Saved entries:
☆ ☆ ☆ ☆ ☆
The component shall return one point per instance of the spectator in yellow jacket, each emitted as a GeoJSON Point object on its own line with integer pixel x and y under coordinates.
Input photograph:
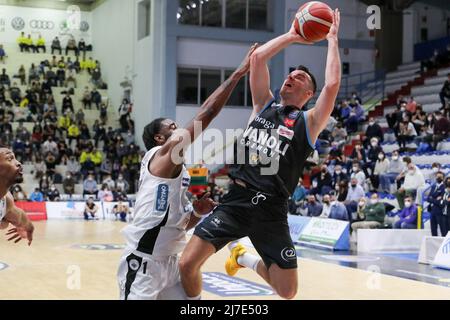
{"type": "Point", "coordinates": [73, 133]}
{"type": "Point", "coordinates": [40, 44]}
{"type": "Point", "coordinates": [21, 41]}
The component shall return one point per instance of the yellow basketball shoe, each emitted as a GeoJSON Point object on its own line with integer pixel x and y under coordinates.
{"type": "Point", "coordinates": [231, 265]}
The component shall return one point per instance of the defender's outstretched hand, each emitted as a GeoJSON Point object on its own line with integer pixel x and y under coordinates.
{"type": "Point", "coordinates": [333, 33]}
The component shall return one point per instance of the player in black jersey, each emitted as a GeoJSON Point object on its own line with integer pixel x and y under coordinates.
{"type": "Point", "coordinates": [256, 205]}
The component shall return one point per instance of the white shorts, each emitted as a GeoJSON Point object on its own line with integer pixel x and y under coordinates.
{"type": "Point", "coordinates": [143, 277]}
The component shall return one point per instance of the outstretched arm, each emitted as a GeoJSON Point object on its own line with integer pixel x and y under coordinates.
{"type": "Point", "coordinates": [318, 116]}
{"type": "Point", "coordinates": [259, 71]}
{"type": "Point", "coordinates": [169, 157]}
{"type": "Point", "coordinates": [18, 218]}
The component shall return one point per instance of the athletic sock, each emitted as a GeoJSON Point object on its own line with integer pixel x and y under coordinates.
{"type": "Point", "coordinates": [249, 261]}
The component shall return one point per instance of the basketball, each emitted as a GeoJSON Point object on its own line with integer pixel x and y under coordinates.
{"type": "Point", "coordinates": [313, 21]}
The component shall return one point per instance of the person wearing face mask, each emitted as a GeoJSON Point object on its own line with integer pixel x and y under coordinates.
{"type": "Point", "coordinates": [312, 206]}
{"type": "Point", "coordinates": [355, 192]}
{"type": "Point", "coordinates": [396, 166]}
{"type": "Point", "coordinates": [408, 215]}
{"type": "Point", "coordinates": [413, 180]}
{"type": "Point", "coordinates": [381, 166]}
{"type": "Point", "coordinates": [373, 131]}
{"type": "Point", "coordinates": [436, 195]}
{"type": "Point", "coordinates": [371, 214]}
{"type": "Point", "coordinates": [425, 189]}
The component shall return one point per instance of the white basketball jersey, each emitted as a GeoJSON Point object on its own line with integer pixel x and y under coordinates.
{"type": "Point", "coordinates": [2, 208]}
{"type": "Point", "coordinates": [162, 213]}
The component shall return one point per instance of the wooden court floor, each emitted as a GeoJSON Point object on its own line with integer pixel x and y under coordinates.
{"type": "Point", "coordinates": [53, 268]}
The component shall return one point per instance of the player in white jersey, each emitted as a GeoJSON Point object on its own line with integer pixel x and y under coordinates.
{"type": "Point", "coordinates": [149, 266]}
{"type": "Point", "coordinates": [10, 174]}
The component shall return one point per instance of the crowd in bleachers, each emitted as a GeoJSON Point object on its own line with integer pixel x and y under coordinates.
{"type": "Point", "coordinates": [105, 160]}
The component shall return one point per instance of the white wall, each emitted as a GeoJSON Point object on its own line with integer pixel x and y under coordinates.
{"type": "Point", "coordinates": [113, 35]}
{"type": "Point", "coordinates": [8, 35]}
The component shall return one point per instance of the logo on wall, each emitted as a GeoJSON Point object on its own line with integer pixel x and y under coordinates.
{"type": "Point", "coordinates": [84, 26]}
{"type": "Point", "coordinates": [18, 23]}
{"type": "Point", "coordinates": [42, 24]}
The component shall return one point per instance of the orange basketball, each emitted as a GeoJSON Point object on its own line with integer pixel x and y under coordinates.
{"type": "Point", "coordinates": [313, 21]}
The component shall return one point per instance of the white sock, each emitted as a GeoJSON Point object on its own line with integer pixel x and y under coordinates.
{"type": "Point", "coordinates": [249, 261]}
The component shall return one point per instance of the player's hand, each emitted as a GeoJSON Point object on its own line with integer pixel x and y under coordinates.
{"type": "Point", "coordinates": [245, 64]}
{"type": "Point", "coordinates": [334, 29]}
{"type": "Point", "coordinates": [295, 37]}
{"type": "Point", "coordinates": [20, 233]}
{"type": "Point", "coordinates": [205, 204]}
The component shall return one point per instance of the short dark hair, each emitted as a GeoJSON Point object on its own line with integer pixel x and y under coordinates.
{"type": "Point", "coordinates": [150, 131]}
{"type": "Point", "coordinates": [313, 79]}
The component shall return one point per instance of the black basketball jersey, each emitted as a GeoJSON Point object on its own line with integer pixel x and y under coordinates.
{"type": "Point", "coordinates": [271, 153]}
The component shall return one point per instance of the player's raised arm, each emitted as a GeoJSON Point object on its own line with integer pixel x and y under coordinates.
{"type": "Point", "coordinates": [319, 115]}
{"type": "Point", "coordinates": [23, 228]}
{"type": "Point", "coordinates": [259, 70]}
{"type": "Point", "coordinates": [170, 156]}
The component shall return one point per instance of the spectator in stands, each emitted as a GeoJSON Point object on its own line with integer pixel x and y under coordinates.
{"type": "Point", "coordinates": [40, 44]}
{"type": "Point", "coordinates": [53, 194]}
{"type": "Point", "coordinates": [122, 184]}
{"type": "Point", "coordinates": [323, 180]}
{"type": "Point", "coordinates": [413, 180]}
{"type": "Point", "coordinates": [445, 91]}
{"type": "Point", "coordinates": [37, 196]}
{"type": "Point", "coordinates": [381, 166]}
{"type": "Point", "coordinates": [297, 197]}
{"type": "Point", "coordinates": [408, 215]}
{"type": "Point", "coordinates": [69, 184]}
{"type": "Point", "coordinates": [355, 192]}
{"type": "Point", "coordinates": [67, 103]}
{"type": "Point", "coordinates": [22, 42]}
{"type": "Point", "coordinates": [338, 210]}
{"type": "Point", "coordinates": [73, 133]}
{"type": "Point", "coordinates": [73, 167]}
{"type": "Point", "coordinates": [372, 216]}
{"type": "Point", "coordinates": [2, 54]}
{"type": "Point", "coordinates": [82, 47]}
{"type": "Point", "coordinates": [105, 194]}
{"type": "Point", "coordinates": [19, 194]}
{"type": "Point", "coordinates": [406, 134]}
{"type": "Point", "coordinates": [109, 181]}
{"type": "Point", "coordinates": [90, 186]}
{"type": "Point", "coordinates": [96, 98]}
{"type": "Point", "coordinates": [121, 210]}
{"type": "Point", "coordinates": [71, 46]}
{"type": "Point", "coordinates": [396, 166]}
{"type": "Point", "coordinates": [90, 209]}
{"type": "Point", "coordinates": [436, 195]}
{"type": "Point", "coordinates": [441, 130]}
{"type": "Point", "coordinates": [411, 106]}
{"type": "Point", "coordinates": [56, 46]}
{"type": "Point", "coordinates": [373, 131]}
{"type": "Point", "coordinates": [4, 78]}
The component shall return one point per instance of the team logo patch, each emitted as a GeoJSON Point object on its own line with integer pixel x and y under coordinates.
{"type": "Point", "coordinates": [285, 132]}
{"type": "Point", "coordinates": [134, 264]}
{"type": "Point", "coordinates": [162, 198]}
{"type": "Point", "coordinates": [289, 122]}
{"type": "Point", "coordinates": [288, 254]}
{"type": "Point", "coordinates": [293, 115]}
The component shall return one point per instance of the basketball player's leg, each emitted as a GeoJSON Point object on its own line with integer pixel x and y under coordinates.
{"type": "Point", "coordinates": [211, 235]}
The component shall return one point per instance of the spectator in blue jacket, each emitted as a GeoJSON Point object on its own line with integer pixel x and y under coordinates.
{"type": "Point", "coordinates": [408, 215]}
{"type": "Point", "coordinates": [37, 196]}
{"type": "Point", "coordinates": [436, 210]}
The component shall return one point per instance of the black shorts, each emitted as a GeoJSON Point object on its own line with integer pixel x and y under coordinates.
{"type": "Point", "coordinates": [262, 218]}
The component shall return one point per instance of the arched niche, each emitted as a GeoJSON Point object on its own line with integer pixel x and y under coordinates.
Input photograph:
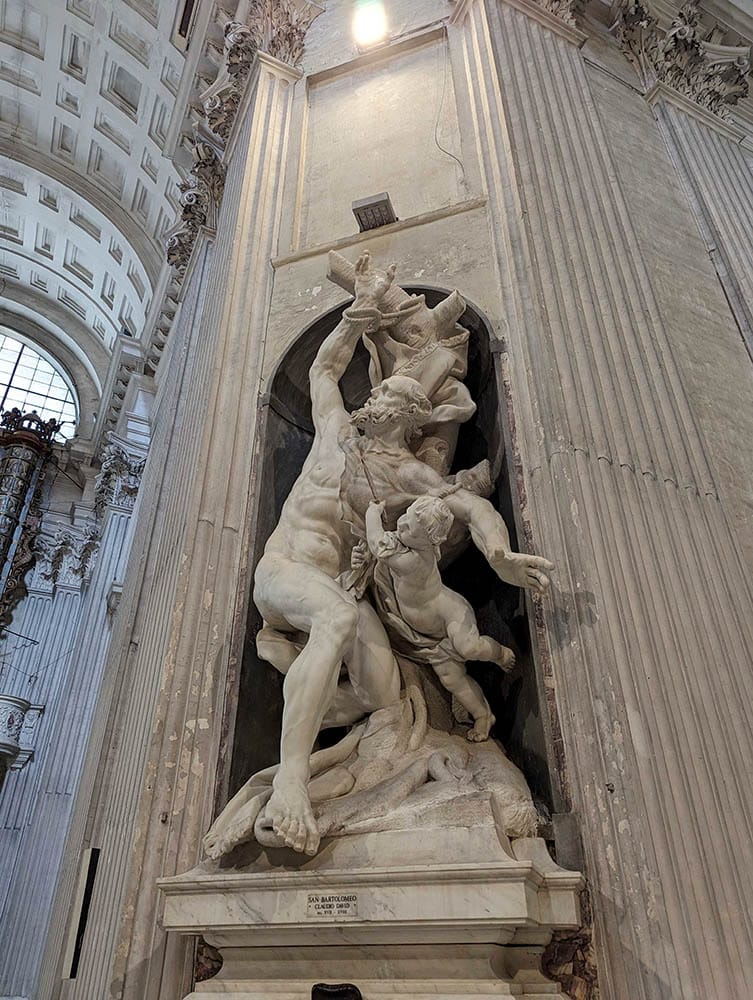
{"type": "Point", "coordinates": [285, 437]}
☆ ☆ ☆ ☆ ☆
Work request>
Your task is to reproduce exactly the lines running from the line that contains "spectator in blue" to the end of the records, pictures excluded.

Task response>
The component shall return one point per instance of the spectator in blue jacket, each emitted as a GeoJSON Point object on its own line with integer pixel x and y under coordinates.
{"type": "Point", "coordinates": [408, 215]}
{"type": "Point", "coordinates": [37, 196]}
{"type": "Point", "coordinates": [436, 210]}
The component shall return one point per instance of the black shorts, each emitted as a GeoJSON Point object on its own line with integer pixel x and y under coordinates.
{"type": "Point", "coordinates": [262, 218]}
The component shall return one point per instance of the arched niche, each emitted as a GeoJSON Point object on its own line with integer pixel x and y under coordinates.
Input photograph:
{"type": "Point", "coordinates": [285, 437]}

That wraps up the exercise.